Coordinate annotation entries:

###

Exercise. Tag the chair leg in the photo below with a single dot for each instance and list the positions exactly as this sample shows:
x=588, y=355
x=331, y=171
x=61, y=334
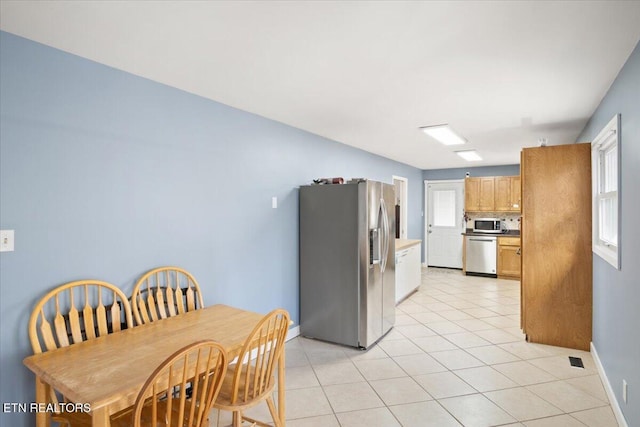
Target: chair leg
x=237, y=419
x=274, y=412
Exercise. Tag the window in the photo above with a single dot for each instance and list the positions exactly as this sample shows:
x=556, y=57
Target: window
x=605, y=155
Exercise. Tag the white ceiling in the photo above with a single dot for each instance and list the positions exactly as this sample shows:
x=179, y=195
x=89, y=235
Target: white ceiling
x=367, y=74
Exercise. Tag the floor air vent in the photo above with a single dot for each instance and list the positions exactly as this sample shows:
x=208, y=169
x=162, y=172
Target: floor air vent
x=576, y=362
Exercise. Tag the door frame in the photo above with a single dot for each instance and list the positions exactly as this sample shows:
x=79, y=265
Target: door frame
x=425, y=228
x=404, y=205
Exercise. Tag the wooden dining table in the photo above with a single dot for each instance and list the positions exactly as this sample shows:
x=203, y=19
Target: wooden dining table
x=108, y=372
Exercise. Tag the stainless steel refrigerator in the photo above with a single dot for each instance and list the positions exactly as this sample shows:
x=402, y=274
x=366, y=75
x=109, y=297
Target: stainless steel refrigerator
x=347, y=262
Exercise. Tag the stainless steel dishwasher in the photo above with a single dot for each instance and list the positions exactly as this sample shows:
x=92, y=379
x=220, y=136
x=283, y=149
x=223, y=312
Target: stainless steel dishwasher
x=481, y=255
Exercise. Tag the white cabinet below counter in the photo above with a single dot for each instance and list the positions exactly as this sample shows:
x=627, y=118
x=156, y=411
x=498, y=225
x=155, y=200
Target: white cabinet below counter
x=408, y=267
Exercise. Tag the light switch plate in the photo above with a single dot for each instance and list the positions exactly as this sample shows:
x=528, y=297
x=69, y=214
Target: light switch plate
x=7, y=238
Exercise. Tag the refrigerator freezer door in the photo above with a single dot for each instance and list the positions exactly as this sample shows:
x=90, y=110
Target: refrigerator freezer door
x=330, y=234
x=371, y=282
x=389, y=273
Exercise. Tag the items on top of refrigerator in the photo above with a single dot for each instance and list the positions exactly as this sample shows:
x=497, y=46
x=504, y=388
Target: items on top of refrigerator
x=336, y=180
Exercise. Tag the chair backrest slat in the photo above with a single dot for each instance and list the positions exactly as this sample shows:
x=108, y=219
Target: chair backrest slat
x=165, y=292
x=73, y=326
x=257, y=360
x=202, y=366
x=61, y=327
x=87, y=316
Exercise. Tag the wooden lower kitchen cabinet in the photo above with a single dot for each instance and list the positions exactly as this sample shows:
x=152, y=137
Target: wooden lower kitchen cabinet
x=408, y=267
x=509, y=257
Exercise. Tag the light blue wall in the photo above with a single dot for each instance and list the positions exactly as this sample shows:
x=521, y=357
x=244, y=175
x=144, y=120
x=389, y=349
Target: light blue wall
x=616, y=294
x=459, y=173
x=106, y=175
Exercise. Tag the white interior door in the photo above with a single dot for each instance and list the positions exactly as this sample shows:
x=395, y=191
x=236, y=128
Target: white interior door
x=444, y=223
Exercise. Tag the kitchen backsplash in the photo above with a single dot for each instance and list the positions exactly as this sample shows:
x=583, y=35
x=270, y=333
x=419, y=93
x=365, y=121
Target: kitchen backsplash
x=511, y=219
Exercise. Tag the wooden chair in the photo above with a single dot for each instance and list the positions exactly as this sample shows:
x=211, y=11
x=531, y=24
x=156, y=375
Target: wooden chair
x=252, y=379
x=163, y=401
x=72, y=313
x=165, y=292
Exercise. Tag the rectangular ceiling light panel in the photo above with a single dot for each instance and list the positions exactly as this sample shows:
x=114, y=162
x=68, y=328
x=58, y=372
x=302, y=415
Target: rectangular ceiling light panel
x=444, y=134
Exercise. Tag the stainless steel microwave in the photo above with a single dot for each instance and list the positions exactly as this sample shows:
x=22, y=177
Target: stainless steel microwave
x=487, y=225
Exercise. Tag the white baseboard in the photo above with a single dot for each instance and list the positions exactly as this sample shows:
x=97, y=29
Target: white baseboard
x=293, y=332
x=607, y=386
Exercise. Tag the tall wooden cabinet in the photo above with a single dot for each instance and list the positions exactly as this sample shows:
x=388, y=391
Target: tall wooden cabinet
x=556, y=245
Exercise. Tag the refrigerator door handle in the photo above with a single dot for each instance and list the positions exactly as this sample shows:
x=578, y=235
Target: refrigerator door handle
x=374, y=246
x=385, y=225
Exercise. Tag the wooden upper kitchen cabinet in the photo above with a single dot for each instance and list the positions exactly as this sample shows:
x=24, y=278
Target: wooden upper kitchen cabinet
x=557, y=273
x=492, y=194
x=479, y=194
x=509, y=257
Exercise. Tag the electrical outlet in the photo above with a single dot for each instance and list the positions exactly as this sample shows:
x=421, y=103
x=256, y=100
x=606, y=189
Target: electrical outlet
x=7, y=238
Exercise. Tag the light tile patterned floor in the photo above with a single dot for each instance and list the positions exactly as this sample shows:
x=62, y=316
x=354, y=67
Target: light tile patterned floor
x=456, y=357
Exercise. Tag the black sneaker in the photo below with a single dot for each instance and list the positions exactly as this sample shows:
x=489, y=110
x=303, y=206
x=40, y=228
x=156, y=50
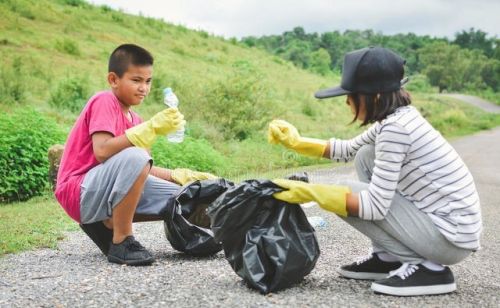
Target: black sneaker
x=129, y=252
x=369, y=268
x=99, y=234
x=411, y=280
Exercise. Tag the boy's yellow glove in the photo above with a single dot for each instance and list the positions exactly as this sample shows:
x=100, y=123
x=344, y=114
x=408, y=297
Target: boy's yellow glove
x=329, y=197
x=162, y=123
x=280, y=131
x=183, y=176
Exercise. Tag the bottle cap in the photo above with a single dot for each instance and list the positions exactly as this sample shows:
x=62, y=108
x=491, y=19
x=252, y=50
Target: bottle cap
x=167, y=91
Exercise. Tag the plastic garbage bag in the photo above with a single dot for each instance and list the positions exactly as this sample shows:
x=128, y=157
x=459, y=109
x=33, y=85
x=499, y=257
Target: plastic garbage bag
x=187, y=227
x=269, y=243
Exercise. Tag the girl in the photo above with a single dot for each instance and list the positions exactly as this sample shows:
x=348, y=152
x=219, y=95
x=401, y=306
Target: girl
x=416, y=200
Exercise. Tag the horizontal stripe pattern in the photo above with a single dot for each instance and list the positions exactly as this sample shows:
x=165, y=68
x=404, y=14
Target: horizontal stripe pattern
x=414, y=159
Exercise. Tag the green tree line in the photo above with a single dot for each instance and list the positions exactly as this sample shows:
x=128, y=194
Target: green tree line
x=469, y=62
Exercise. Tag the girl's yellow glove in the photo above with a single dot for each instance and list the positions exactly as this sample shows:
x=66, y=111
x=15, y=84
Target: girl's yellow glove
x=164, y=122
x=280, y=131
x=329, y=197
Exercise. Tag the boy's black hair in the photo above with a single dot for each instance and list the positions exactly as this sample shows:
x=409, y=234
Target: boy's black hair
x=127, y=54
x=379, y=106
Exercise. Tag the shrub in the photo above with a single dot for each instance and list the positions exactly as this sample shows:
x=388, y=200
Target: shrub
x=242, y=103
x=196, y=154
x=25, y=137
x=70, y=94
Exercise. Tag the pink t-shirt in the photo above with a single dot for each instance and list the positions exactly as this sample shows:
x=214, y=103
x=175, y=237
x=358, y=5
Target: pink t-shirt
x=101, y=114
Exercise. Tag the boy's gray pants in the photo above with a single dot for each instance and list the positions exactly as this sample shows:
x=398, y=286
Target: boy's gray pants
x=105, y=185
x=406, y=232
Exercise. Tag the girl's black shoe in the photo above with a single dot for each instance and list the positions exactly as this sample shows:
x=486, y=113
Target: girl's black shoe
x=369, y=268
x=411, y=280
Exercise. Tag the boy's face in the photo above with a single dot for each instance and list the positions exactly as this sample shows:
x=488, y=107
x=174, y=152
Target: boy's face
x=133, y=86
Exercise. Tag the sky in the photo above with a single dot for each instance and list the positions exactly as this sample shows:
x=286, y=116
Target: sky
x=240, y=18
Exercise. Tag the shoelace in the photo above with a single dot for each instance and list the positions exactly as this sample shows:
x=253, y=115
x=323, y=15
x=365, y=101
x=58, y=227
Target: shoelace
x=135, y=245
x=404, y=271
x=364, y=259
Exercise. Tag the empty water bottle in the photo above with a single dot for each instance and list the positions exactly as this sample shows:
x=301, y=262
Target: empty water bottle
x=171, y=100
x=317, y=222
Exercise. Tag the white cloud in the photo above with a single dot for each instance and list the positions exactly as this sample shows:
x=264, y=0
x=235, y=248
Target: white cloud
x=242, y=18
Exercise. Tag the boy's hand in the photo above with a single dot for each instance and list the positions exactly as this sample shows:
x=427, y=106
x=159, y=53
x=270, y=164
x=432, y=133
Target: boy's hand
x=329, y=197
x=183, y=176
x=162, y=123
x=280, y=131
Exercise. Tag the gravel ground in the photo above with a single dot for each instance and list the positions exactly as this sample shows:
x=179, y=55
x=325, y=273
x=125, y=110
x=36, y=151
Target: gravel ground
x=76, y=274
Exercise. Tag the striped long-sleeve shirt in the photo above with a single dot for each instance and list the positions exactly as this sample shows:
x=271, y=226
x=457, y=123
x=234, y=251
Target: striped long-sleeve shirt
x=412, y=158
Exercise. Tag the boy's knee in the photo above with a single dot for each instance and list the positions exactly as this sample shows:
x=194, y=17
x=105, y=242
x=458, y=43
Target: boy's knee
x=135, y=157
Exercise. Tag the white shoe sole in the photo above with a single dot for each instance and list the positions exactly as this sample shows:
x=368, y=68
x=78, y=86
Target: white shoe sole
x=414, y=291
x=362, y=275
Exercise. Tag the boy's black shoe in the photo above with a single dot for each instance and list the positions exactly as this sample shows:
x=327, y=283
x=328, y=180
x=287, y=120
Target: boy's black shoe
x=99, y=234
x=411, y=280
x=130, y=252
x=370, y=268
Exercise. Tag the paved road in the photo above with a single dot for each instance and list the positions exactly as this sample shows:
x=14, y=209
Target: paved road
x=476, y=101
x=78, y=275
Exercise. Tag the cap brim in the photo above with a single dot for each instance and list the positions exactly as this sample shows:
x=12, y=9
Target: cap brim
x=332, y=92
x=338, y=91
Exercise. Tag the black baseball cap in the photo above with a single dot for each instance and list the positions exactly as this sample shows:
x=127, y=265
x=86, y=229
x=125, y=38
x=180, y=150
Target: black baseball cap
x=369, y=70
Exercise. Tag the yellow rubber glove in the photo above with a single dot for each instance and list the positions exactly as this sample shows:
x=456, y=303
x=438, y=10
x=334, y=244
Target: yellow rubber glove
x=280, y=131
x=183, y=176
x=329, y=197
x=162, y=123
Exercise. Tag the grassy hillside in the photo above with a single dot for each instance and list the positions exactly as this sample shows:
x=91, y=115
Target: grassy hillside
x=55, y=56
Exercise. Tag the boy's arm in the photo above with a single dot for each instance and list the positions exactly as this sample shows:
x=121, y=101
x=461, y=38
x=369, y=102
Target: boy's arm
x=105, y=145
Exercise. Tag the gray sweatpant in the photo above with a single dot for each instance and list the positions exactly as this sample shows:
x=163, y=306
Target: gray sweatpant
x=406, y=232
x=105, y=185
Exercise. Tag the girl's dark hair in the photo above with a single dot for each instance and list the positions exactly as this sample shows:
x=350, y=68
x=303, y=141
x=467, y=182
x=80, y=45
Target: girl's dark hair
x=127, y=54
x=379, y=106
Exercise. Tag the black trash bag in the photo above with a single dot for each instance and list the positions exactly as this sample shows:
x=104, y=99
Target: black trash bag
x=269, y=243
x=186, y=224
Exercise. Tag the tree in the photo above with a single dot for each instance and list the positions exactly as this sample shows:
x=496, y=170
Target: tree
x=475, y=39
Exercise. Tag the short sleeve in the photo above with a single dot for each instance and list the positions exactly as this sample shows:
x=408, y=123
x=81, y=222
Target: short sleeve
x=103, y=115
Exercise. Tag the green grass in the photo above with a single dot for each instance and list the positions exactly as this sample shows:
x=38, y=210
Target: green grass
x=46, y=46
x=37, y=223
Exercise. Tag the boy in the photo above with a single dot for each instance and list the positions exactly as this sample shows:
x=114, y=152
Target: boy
x=106, y=174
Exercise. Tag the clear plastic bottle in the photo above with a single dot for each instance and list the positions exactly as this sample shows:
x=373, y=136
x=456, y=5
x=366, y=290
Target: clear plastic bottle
x=171, y=100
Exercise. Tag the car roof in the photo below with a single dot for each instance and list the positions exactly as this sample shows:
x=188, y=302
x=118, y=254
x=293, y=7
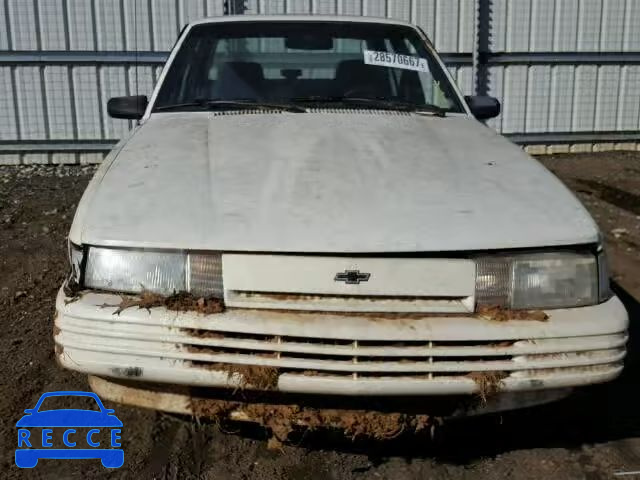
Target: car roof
x=302, y=18
x=69, y=393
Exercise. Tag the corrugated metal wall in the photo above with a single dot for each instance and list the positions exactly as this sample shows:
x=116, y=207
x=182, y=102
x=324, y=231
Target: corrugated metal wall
x=42, y=101
x=548, y=98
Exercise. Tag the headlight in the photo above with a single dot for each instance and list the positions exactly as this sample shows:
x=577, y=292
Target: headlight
x=540, y=280
x=164, y=272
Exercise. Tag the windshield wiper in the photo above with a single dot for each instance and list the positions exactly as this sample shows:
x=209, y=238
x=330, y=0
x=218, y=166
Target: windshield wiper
x=218, y=104
x=381, y=103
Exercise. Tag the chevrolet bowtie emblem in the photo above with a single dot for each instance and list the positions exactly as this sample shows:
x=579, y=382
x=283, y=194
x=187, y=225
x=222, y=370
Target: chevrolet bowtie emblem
x=352, y=277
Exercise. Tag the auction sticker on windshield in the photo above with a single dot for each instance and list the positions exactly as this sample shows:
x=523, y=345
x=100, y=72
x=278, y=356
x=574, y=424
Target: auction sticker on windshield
x=395, y=60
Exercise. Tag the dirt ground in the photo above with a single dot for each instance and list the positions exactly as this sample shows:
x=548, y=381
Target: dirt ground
x=591, y=435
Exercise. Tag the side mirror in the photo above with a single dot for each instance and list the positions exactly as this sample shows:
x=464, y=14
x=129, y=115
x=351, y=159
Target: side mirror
x=483, y=107
x=131, y=108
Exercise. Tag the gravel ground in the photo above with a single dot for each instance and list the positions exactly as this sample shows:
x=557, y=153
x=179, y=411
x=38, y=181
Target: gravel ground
x=588, y=436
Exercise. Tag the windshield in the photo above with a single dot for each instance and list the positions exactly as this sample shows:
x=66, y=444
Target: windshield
x=304, y=62
x=65, y=402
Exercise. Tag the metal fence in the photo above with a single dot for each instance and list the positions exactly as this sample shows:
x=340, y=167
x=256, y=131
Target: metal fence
x=567, y=71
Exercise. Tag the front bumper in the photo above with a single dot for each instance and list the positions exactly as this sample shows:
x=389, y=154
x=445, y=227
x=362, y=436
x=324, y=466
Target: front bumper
x=342, y=354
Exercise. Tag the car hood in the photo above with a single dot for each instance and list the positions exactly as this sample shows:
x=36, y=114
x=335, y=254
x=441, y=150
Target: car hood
x=69, y=418
x=326, y=181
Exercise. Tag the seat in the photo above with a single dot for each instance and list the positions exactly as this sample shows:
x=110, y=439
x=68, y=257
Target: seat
x=240, y=81
x=354, y=76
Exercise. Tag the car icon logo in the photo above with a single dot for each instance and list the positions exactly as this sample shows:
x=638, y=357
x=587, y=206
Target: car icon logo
x=82, y=434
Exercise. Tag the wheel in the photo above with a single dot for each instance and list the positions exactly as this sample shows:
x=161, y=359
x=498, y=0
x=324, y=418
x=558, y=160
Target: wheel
x=112, y=458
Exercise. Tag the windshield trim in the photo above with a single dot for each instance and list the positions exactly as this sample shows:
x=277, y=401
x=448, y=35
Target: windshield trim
x=319, y=19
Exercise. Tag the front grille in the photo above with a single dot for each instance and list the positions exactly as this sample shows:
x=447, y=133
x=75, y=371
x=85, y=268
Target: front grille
x=201, y=348
x=347, y=303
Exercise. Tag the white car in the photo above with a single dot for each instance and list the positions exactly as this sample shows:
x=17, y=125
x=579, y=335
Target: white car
x=307, y=205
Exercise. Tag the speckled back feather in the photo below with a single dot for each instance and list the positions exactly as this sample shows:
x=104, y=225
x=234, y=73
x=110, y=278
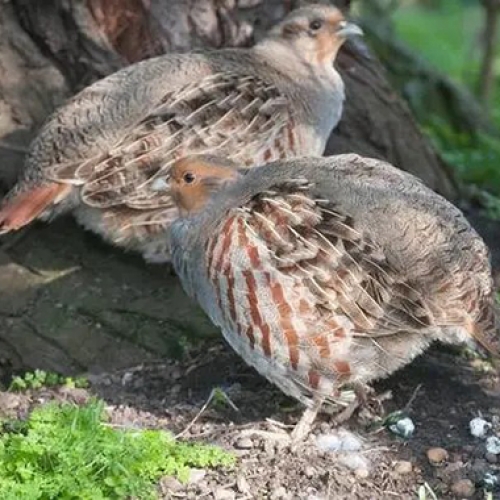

###

EXERCISE AIM: Copy out the material above word for word, from the line with "Exercise. Tag the refrigerator freezer" to the line with "x=336, y=180", including both of those lines.

REPLY:
Exercise. Tag the refrigerator freezer door in the photo above with a single dot for each instance and list the positions exactly as this sample shows:
x=90, y=110
Target: refrigerator freezer door
x=330, y=234
x=371, y=282
x=389, y=273
Exercise. Tag the items on top of refrigerator in the photo above with a single dot for each instance and list the positions exactly as this sample shows:
x=497, y=46
x=504, y=388
Target: items on top of refrigerator
x=336, y=180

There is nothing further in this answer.